═══ GIVEN DATA ═══
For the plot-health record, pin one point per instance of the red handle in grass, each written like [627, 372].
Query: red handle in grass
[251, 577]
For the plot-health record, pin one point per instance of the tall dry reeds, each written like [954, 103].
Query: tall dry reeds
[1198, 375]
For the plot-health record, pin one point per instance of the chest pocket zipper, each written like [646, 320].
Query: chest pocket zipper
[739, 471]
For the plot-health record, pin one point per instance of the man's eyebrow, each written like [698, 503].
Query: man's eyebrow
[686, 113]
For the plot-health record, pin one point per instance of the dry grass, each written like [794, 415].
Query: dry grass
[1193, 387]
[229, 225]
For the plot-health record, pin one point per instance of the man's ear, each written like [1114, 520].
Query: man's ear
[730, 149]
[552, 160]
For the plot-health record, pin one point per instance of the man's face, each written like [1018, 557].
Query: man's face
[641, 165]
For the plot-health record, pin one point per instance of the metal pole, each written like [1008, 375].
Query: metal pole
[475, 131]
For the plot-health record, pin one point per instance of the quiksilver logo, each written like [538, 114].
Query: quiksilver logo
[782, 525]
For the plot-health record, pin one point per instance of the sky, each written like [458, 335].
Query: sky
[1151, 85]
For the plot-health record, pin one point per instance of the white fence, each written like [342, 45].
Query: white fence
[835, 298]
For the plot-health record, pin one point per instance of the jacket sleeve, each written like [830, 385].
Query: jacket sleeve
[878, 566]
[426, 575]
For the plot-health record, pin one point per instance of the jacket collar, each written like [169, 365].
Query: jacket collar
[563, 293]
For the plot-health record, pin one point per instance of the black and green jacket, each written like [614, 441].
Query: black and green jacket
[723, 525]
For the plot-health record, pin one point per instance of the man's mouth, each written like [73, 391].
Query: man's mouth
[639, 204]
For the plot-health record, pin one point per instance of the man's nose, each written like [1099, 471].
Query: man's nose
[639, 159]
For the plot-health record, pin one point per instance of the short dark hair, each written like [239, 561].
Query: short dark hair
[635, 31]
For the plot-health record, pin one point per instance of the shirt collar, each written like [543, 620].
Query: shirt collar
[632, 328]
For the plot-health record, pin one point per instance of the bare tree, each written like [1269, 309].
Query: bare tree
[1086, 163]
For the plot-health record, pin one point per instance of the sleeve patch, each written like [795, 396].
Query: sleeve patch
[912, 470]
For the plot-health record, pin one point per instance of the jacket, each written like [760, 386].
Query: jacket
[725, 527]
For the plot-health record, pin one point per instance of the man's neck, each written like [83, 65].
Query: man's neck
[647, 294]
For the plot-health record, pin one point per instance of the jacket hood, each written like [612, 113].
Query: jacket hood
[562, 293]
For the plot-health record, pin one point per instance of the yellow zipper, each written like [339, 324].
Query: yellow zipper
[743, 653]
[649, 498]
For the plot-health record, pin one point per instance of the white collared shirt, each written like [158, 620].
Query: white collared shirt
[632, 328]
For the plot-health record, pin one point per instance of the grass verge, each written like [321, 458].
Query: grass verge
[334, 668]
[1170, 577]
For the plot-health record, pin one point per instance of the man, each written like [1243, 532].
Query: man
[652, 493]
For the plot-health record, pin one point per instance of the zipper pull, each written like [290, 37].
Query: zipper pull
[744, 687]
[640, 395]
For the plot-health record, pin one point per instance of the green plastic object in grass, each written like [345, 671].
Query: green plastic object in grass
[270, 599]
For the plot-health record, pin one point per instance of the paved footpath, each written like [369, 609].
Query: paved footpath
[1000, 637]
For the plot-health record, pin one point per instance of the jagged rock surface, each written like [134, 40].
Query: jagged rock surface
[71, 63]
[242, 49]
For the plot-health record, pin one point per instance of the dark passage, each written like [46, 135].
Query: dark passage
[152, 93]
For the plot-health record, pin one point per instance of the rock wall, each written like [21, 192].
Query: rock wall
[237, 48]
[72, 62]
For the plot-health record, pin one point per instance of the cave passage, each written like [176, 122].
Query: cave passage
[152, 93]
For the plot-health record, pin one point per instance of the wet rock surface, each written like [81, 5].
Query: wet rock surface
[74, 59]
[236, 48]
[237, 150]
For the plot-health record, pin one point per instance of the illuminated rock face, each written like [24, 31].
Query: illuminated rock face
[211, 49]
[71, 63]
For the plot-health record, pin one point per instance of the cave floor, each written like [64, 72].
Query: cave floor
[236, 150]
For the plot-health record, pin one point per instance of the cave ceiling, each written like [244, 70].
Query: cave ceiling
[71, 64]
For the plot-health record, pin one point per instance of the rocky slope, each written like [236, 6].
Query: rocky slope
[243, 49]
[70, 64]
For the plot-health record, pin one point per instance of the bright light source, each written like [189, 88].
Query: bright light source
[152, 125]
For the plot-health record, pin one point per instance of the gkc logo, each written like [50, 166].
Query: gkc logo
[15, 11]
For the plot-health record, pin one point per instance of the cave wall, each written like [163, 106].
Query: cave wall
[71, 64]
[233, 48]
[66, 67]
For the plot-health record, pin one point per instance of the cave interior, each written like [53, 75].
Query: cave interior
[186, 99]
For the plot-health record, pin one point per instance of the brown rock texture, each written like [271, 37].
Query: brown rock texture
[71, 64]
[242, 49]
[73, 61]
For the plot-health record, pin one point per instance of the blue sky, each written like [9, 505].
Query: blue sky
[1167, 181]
═══
THE TASK - Return all of the entries exactly as they were supplied.

OUTPUT OF THE TASK -
For the plot-health record, pin one point per instance of the red handle in grass, each written like [627, 372].
Query: red handle in grass
[251, 577]
For the plot-health record, pin one point per instance of the tall dry reeds, each written like [954, 103].
Query: tall dry reeds
[1198, 375]
For the plot-health record, pin one point per instance of the chest pocket zipper, each written like [646, 320].
Query: chest pocket zipper
[739, 471]
For the plot-health record, pin one point per instance of the man's eyebrow, each written like [698, 503].
Query: man's eyebrow
[686, 113]
For the plot-health record, pin one point per instance of the dry grass, each written like [794, 415].
Query: dry grass
[1193, 387]
[229, 225]
For the plot-health record, pin one point per instance of the man's ear, each written like [1114, 520].
Query: man's ear
[730, 149]
[552, 160]
For the plot-health record, pin one point per instance of the man's face, each written like [1018, 557].
Query: man's face
[641, 165]
For the plot-health record, pin one point per instance of the metal pole, each written like [1008, 375].
Query: metal pole
[475, 131]
For the plot-health record, pin one point per instance of the quiksilver logo, each written like [538, 114].
Query: quiksilver logo
[782, 525]
For the plot-health record, pin one point per instance of the sky, each written like [458, 335].
Query: sky
[1151, 85]
For the plot-health record, pin one point per instance of the white fence, each written like [342, 45].
Query: white fence
[835, 298]
For the plot-health record, pin one point per instance of the jacket sleeve, each written like [830, 385].
Query: jacket sleeve
[878, 566]
[426, 575]
For the plot-health record, pin one point per instance of the jacket collar, each written like [169, 365].
Query: jacket collar
[563, 293]
For the plot-health record, pin one point per instance of the black and green jacket, each written like [614, 441].
Query: black and green jacket
[723, 525]
For the plot-health record, pin one point per instance of the man's mouth, each written like [73, 391].
Query: man's mouth
[639, 204]
For the plot-health record, pin one point per instance of the man's nose, each written like [1099, 471].
Query: man's nose
[639, 159]
For the plot-health record, pin one point per instance of the short dark hair, each written like [239, 561].
Query: short dark hair
[635, 31]
For the plot-health record, pin one point per instance of the shirt collar, each written like [543, 620].
Query: shirt collar
[632, 328]
For the plot-health record, pin one point per instance of the bare tree, each written like [1269, 309].
Query: bare tree
[1086, 163]
For the plot-health record, pin one point per instance of the sleeve patch, each written like [795, 396].
Query: sleeve patch
[912, 470]
For the plot-health record, pin one point per instance of the jacket, each written like [760, 386].
Query: jacket
[725, 527]
For the plot-health record, pin one point per instance of the man's neck, each written like [83, 65].
Query: man's neck
[647, 294]
For the plot-health record, pin one point per instance of the jacket hood, each written like [612, 113].
Query: jacket hood
[562, 293]
For the plot-health record, pin one point per instance of the yellow zipper, each written like [339, 324].
Query: yellow zipper
[743, 653]
[649, 498]
For the plot-health record, pin one point per instance of the white collared shirt, each written like [158, 620].
Query: white collared shirt
[632, 328]
For the plot-health record, pin one point per instance of the grass verge, each written like [321, 458].
Query: grass verge
[334, 668]
[1170, 577]
For the plot-health record, pin one point per instance of the man, each written like [1243, 532].
Query: man
[652, 493]
For the plot-health record, pin one point per instance of the zipper pull, each written like [290, 37].
Query: zipper pull
[744, 687]
[640, 395]
For the plot-health record, pin one point per instance of the green plastic object in grass, each written like [345, 671].
Query: green plastic object in grass
[270, 599]
For the plot-health record, pin one point per instance of the paved footpath, each written like [369, 609].
Query: paved footpath
[1000, 637]
For the plot-health record, pin one point per instance of the jagged rock surface, each written like [134, 40].
Query: jagged rock surface
[71, 63]
[242, 49]
For the plot-health record, pin one point per instance of the dark passage, each written like [46, 135].
Query: dark passage
[152, 93]
For the plot-health record, pin one point per instance of the rock wall, each written like [21, 192].
Query: rock wall
[237, 48]
[72, 62]
For the plot-health record, pin one point per instance of the cave passage, each written like [176, 122].
Query: cave passage
[152, 93]
For the plot-health record, pin one point per instance of the wet rock surface, each written like [81, 5].
Query: wet rock surface
[74, 59]
[236, 48]
[237, 150]
For the plot-health record, pin one point per instance of the illuminated rock face, each written like [24, 31].
Query: illuminated rock face
[211, 49]
[71, 63]
For the plot-health record, pin one point per instance of the cave floor, each written like [64, 72].
Query: cave floor
[236, 150]
For the plot-health record, pin one point per instance of the cave ceiling, each written like [244, 70].
Query: cave ceiling
[71, 64]
For the plot-health record, pin one point per instance of the rocky slope, each written like [236, 6].
Query: rocky slope
[243, 49]
[70, 64]
For the plot-health record, pin one point per instance of the bright light source, each written like [189, 88].
Query: bright light source
[152, 125]
For the plot-health record, pin one point per instance of the gkc logo, each written like [50, 166].
Query: gkc logo
[15, 11]
For the plot-health record, pin one point per instance of the cave wall, each written like [163, 106].
Query: cave wall
[71, 64]
[233, 48]
[66, 67]
For the plot-health record, pin one point per instance of the cave interior, each written like [53, 75].
Query: cave interior
[186, 99]
For the plot-health record, pin one point per instance of the brown rock texture, each written like [271, 37].
Query: brown rock texture
[71, 64]
[242, 49]
[73, 61]
For the plot-health record, pin one point per instance of the blue sky, each written like [9, 505].
Query: blue sky
[1167, 181]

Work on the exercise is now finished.